[Records contained in the dataset]
-*-
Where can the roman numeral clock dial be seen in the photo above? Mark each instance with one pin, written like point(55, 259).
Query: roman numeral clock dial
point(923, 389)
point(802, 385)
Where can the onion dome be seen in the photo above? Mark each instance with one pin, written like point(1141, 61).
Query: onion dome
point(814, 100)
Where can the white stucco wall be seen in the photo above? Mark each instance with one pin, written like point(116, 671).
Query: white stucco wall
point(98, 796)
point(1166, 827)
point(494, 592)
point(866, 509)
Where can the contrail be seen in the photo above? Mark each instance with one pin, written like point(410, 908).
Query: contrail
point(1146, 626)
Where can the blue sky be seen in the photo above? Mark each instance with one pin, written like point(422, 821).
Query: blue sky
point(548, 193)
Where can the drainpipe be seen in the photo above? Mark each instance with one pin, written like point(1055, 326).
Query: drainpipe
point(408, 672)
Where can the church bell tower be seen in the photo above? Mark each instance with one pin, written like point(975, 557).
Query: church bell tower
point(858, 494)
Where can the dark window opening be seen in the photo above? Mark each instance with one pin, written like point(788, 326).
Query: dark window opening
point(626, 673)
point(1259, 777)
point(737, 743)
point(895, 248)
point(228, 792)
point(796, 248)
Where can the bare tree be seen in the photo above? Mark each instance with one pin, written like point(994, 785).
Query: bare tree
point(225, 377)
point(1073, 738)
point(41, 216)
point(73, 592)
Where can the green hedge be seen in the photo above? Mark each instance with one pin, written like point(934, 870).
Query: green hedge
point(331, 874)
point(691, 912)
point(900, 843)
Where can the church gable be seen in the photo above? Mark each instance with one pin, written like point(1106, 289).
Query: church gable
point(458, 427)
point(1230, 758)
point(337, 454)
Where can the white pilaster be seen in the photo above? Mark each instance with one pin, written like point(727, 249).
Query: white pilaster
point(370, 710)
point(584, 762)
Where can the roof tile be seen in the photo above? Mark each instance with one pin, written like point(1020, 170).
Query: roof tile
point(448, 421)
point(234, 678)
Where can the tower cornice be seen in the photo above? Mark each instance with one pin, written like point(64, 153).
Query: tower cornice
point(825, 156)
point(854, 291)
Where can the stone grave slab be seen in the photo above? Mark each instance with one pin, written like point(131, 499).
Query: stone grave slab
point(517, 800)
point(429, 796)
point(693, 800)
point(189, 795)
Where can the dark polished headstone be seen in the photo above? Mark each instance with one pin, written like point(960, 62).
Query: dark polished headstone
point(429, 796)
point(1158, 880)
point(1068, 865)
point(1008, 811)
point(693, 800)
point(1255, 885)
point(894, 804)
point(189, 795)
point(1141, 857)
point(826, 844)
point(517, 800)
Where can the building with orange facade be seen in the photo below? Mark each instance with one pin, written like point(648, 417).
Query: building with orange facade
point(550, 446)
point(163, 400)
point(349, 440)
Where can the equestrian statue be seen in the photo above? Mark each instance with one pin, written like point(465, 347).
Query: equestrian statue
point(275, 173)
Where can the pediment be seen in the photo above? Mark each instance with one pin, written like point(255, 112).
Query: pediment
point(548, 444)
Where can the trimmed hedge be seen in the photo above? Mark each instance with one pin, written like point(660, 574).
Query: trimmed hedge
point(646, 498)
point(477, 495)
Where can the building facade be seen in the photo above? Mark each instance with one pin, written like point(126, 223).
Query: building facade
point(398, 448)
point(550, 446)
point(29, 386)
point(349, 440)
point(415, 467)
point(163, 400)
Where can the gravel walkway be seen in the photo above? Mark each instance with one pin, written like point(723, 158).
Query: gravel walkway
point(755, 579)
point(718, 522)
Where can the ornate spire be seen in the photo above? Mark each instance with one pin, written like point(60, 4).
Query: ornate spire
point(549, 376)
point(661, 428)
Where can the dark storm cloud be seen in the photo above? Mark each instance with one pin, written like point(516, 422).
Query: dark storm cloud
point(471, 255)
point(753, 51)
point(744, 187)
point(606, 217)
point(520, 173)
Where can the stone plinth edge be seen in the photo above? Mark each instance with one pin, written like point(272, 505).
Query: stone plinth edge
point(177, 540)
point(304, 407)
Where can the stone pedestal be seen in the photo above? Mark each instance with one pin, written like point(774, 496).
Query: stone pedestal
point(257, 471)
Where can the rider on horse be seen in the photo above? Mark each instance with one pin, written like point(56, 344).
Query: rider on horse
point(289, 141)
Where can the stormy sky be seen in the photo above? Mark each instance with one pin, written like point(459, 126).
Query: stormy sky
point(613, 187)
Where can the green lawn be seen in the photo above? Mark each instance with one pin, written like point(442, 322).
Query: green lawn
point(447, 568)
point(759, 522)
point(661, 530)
-*-
• REQUIREMENT:
Reproduce all of the records above verbatim, without any alteration.

• WRITTEN REPLY:
Where can the roman numeral clock dial be seen in the photo above? Mark each instance with one pin, written like point(55, 259).
Query: roman numeral clock dial
point(923, 389)
point(802, 385)
Where can the onion dome be seen in the photo above? Mark each instance with one pin, written like point(1141, 61).
Query: onion dome
point(814, 100)
Where can the white stucco wall be seen in the photo above? Mark each instance with one pin, written like point(116, 671).
Query: white stucco wall
point(98, 796)
point(1166, 827)
point(494, 592)
point(866, 509)
Where can the contrail be seen in the photo above? Mark each instance with one pin, written like point(410, 908).
Query: contrail
point(1146, 626)
Where can the blue sky be seen in the photo above? Mark each instance with one pin, written like point(422, 821).
Query: blue sky
point(548, 193)
Where can the drainpipe be seen in the photo above? Mark each instance with one pin, written like point(1055, 326).
Query: drainpipe
point(408, 672)
Where can the church bell tower be seen in the photo above? Mark each instance with one pin, written like point(975, 557).
Query: church bell tower
point(858, 494)
Where can the dark window opening be seen in the photo above? Mark each instance with one pin, written like point(788, 326).
Query: dark window opening
point(626, 673)
point(1259, 777)
point(737, 743)
point(895, 248)
point(228, 792)
point(796, 248)
Where can the bare tree be seen in the photo above? Mark each instance with one pin, written like point(994, 785).
Query: bare tree
point(225, 377)
point(1073, 738)
point(41, 216)
point(73, 592)
Where can the green hedge be seen in the photo above? Mark each instance with one pin, written like point(934, 870).
Query: green hedge
point(331, 874)
point(691, 912)
point(900, 843)
Where can the church gable be seen in the photo above? Mark each instance with one pin, written like point(1106, 289).
Query: church gable
point(458, 427)
point(1230, 758)
point(337, 454)
Where can the white pilaster be seen in the photo above? Mark each instance with one pin, written like point(727, 249).
Query: white pilaster
point(370, 710)
point(584, 762)
Where can the roof tile be seen in the photo above? Mark each instance with one pin, written like point(1020, 170).
Query: roof tile
point(448, 421)
point(234, 678)
Where can the tower cornice be seen in the photo above? Mark each instance with one pin, written like point(64, 153).
Query: tower cornice
point(825, 156)
point(854, 291)
Where can the stone grave slab be seen in the photo above? Mark each instance with one pin, written like point(131, 499).
Query: stone grave slab
point(517, 800)
point(429, 796)
point(693, 800)
point(189, 795)
Where can the dark polished headstone be seen in the photo above? Mark each instance with one pin, written like point(960, 62).
Query: dark polished headstone
point(429, 796)
point(1158, 880)
point(1068, 865)
point(1008, 811)
point(693, 800)
point(1255, 885)
point(894, 804)
point(189, 795)
point(1141, 857)
point(826, 844)
point(517, 800)
Where can the building with orange facade be seen in the photo below? Mark each instance with one pin, written like point(648, 417).
Query: building with orange facade
point(550, 446)
point(163, 400)
point(349, 440)
Where can the equestrian statue be seen in the photo above? Mark each instance with one pin, written like point(465, 347).
Query: equestrian statue
point(275, 173)
Where can the pediment be seen in the photo above? Mark each instance with one pin, written like point(255, 112).
Query: pediment
point(548, 444)
Where can the trimmed hedge be seen in the photo above? Mark each instance with one pin, written like point(660, 574).
Query: trimmed hedge
point(646, 498)
point(477, 495)
Where can the building facade be seen in the photo above? Mark each instance with one pin, written like point(126, 223).
Query: building facade
point(398, 448)
point(550, 446)
point(29, 386)
point(349, 440)
point(415, 467)
point(163, 400)
Where can the gravel walkway be seen in the photo above? Mark each instance with one pin, written like point(723, 158).
Query: gravel walkway
point(755, 579)
point(718, 522)
Where can the ornate spire be seen in the photo above? Mark each instance with one pin, written like point(60, 4).
Query: ornate spire
point(549, 376)
point(661, 428)
Where can the dark storm cloud be seen in the photo above? Mark each instance with one pin, written like point(516, 422).
Query: dark storm cloud
point(471, 255)
point(753, 51)
point(744, 187)
point(606, 217)
point(520, 173)
Where can the stone plinth edge be seen in the photo above? Mark each instance with one pin, written like point(272, 505).
Query: stone plinth edge
point(177, 540)
point(304, 407)
Where can the stone pedestal be seen in the photo above? Mark each instance with one pin, written like point(774, 496).
Query: stone pedestal
point(257, 471)
Where can the rider on horse be seen in the photo above? Mark each instance with one pin, written like point(56, 344).
Query: rider on horse
point(289, 141)
Where can the stormy sky be seen in the photo above? Mark each instance with one pin, written like point(459, 126).
Query: stormy sky
point(613, 187)
Where can the green lawn be seen in the photo above? Mark each instance with one pin, written like point(442, 322).
Query: green lawn
point(447, 568)
point(759, 522)
point(661, 530)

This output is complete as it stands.